:: Description of the task ::
Please write out exactly the lines of the data below from the line holding "Target: large clock on wall" through the line holding "Target: wet asphalt road", and leave out the rest.
────────
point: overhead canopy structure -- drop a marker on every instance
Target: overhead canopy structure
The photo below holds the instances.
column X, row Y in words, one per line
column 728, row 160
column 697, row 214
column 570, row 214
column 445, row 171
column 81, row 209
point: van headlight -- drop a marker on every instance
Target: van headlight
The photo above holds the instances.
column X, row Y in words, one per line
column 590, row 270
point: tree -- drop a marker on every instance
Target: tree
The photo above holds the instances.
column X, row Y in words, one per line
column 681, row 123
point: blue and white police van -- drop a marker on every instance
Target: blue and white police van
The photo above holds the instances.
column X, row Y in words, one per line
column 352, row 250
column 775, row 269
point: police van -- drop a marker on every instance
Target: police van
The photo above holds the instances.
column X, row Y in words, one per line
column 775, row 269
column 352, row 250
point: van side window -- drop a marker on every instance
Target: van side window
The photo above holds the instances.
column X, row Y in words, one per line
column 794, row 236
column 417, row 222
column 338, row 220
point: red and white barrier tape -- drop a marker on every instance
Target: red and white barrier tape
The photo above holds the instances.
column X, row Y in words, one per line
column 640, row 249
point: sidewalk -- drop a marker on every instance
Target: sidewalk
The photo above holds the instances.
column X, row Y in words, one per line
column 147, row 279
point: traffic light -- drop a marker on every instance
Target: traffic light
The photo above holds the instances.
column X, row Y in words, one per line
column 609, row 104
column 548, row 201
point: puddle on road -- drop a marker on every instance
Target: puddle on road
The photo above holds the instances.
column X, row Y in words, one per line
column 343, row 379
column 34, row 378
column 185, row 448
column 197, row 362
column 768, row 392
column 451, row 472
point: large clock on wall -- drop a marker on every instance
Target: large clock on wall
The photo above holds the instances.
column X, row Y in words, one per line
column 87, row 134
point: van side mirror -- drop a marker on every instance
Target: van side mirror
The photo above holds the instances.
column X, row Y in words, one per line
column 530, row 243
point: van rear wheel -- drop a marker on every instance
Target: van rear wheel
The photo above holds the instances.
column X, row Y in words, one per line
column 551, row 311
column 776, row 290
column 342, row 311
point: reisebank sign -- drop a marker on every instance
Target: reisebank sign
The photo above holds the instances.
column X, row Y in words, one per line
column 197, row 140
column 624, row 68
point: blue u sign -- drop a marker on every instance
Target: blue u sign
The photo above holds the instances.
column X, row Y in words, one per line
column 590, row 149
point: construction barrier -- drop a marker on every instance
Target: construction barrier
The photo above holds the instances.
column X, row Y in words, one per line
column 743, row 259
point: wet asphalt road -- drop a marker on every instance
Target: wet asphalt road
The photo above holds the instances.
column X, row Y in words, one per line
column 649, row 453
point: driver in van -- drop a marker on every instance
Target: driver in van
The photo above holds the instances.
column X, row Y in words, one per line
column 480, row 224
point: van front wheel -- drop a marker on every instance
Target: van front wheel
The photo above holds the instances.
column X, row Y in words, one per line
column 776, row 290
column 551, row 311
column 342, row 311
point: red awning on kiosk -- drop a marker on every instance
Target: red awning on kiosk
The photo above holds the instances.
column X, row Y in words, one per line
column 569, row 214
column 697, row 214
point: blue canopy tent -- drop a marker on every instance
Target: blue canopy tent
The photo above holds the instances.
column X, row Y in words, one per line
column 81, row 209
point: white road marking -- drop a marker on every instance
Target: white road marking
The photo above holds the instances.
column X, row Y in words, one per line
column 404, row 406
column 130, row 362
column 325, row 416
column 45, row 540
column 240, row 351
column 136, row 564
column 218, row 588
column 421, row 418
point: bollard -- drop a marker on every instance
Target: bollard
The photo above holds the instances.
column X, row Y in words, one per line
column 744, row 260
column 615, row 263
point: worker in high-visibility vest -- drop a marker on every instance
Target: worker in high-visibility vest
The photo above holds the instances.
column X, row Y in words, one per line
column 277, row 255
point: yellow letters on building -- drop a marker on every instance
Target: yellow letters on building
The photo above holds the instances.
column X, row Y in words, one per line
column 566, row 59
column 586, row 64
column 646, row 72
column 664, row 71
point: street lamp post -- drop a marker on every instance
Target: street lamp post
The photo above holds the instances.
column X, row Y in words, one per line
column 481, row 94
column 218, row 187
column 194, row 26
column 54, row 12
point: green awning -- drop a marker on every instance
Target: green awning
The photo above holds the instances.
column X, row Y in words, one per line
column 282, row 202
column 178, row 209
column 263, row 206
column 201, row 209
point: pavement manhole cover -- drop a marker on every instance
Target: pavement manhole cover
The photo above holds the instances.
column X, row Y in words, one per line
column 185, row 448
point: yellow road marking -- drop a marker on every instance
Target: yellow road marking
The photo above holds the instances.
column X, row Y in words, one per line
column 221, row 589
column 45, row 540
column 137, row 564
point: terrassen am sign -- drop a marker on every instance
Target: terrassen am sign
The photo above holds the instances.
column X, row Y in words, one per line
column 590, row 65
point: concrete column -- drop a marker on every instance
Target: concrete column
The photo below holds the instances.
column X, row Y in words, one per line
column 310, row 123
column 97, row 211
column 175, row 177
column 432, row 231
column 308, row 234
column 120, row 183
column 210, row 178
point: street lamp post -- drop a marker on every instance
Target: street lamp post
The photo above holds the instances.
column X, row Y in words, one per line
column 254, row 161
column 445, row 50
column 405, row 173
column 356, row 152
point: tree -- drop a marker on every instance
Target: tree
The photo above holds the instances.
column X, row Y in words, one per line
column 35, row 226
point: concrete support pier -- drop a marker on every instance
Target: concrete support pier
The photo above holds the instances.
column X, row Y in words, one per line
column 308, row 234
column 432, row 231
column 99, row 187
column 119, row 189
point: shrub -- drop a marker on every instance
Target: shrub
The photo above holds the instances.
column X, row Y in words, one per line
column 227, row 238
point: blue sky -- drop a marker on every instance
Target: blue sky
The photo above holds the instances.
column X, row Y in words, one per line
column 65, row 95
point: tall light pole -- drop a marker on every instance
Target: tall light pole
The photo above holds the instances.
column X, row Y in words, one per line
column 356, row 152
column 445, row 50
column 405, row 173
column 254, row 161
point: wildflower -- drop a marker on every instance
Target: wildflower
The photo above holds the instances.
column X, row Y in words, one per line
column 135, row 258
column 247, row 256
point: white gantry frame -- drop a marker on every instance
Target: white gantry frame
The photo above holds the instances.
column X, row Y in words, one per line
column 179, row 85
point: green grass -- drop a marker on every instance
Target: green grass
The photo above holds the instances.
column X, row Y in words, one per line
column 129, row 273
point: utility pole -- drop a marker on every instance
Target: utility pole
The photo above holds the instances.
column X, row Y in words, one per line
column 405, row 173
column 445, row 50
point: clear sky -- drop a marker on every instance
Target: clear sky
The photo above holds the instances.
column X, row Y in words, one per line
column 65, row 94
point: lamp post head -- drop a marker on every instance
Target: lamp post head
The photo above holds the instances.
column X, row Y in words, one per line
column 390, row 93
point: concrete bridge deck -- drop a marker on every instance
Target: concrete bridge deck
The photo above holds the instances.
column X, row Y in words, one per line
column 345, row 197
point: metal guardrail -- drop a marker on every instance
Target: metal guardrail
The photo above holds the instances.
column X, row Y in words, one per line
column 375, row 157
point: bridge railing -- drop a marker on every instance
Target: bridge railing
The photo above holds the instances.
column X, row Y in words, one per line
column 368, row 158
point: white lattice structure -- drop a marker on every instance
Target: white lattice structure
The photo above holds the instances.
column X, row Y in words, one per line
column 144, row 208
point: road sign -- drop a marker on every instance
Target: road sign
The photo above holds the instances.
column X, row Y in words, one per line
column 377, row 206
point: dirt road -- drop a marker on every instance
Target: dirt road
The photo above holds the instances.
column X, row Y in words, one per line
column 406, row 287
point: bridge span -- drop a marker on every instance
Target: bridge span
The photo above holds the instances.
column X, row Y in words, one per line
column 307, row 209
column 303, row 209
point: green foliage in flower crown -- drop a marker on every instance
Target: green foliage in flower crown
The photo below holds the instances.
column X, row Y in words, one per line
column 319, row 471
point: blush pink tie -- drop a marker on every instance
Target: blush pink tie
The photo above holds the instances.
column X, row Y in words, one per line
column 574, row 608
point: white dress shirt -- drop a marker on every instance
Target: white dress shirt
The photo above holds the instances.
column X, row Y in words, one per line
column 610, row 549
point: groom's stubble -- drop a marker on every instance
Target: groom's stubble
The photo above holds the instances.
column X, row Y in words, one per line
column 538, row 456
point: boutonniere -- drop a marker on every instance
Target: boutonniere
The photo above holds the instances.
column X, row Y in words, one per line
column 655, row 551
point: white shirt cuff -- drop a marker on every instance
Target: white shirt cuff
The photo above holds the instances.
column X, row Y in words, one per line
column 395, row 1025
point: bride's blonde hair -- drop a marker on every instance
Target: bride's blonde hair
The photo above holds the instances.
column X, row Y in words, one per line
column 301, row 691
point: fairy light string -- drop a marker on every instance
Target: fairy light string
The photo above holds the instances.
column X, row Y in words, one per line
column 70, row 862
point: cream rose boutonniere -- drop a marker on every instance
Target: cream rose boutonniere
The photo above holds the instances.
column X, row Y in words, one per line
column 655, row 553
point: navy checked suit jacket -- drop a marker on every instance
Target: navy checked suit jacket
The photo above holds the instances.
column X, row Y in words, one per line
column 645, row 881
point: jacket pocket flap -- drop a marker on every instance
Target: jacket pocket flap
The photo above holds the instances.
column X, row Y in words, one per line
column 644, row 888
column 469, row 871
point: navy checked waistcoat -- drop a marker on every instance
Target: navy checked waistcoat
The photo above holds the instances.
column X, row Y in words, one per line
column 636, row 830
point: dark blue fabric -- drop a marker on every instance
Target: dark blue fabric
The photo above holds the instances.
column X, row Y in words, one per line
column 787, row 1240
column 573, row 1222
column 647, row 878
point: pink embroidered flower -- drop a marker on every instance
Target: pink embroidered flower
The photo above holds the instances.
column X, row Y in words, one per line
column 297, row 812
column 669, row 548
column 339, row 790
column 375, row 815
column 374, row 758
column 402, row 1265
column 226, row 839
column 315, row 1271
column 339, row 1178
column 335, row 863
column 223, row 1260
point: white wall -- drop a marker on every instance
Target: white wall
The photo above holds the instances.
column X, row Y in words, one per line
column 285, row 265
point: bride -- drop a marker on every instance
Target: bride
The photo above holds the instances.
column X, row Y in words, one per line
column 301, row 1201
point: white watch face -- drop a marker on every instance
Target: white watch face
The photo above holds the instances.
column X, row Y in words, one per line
────────
:: Result of the exercise ::
Target: large clock on wall
The photo above holds the instances.
column X, row Y in words, one per line
column 87, row 134
point: van side mirror -- drop a marker on every instance
Target: van side mirror
The photo above holds the instances.
column X, row Y in words, one per line
column 530, row 243
point: van rear wheel -- drop a marker on every instance
Target: van rear wheel
The photo above holds the instances.
column X, row Y in words, one per line
column 551, row 311
column 776, row 290
column 342, row 311
point: reisebank sign -- drop a marker on every instance
Target: reisebank sign
The photo above holds the instances.
column X, row Y in words, one per line
column 197, row 140
column 624, row 68
point: blue u sign -- drop a marker on every instance
Target: blue u sign
The photo above holds the instances.
column X, row Y in words, one per line
column 590, row 149
point: construction barrier -- drop a marker on every instance
Target: construction barrier
The photo above holds the instances.
column X, row Y in words, one per line
column 743, row 259
point: wet asphalt road -- drop a marker on every instance
Target: wet asphalt road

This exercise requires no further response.